- SET OF TASKS:
A – List every person named in the NBC union article.
B – Answer these questions from the NBC union article:
(i) Which organization issued the memo?
(ii) What is the title of Farrow's book?
(iii) In what year was the Weinstein story allegedly spiked?
C – Please copy the NBC union article word for word, starting at "- By ALEXANDRA" and ending at "host Matt Lauer.".

- PASSAGE:
New York Post

UNION NEWS CALL

NBC staffers cite agita over sexual scandals

- By ALEXANDRA STEIGRAD asteigrad@nypost.com

Staffers at NBC’s digital news division are pushing to unionize in order to boost job protection — including the ability to publicly criticize the network’s brass without fear of retaliatio­n.

The surprise memo from the NewsGuild of New York said the decision to press for a union was spurred partly by Ronan Farrow’s bombshell book, “Catch and Kill.”

In the book, Farrow alleges NBC News president Noah Oppenheim and Chairman Andy Lack spiked his explosive story about Harvey Weinstein’s alleged sexual misconduct in 2017, citing Weinstein’s threat to leak informatio­n about sexual-misconduct allegation­s against “Today” host Matt Lauer.

The book “highlighte­d serious questions as to how NBC News has handled incidents of sexual misconduct in the workplace as well as the opaque processes and procedures for reporting on and exposing powerful predators,” the union said in the memo.

- Text-to-region grounding data:

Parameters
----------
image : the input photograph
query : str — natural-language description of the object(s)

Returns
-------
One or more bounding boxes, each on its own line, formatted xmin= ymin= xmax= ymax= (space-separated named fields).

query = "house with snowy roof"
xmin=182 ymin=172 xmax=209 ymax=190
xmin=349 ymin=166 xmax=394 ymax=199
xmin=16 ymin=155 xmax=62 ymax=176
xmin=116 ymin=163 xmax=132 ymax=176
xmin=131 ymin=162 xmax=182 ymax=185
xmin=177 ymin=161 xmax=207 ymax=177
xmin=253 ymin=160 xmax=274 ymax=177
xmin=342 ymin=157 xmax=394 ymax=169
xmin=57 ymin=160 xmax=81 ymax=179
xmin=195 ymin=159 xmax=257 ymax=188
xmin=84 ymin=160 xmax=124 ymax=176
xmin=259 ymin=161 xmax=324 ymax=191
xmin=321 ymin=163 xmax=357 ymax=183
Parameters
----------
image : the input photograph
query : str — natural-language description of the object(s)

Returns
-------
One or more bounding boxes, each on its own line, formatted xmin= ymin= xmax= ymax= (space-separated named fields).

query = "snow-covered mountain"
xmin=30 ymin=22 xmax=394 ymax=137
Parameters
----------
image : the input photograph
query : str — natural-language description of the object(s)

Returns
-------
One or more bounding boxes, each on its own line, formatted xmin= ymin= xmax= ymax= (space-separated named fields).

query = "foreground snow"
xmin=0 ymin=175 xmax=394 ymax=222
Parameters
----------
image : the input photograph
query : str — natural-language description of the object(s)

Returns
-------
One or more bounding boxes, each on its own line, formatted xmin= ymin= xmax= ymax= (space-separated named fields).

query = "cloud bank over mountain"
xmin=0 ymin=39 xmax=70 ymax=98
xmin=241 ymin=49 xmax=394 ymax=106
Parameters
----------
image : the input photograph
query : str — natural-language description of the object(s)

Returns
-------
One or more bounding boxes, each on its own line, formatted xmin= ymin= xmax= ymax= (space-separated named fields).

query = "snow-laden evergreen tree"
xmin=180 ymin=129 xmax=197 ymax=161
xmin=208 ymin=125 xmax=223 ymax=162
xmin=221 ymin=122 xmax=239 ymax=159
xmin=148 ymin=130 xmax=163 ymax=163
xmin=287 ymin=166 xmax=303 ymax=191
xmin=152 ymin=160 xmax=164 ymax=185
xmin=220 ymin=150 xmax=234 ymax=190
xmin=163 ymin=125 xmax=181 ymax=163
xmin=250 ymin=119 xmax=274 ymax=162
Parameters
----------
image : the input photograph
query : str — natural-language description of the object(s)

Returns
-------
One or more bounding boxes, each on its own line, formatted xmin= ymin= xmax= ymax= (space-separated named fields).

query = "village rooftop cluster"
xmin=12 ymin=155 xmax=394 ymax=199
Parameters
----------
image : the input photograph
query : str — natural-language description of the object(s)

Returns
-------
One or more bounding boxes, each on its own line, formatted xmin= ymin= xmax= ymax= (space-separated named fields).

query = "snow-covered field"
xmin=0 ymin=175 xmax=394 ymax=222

- ANSWERS IN ORDER:
A –
Alexandra Steigrad
Ronan Farrow
Noah Oppenheim
Andy Lack
Harvey Weinstein
Matt Lauer

B –
(i) The NewsGuild of New York
(ii) "Catch and Kill"
(iii) 2017

C –
- By ALEXANDRA STEIGRAD asteigrad@nypost.com

Staffers at NBC’s digital news division are pushing to unionize in order to boost job protection — including the ability to publicly criticize the network’s brass without fear of retaliatio­n.

The surprise memo from the NewsGuild of New York said the decision to press for a union was spurred partly by Ronan Farrow’s bombshell book, “Catch and Kill.”

In the book, Farrow alleges NBC News president Noah Oppenheim and Chairman Andy Lack spiked his explosive story about Harvey Weinstein’s alleged sexual misconduct in 2017, citing Weinstein’s threat to leak informatio­n about sexual-misconduct allegation­s against “Today” host Matt Lauer.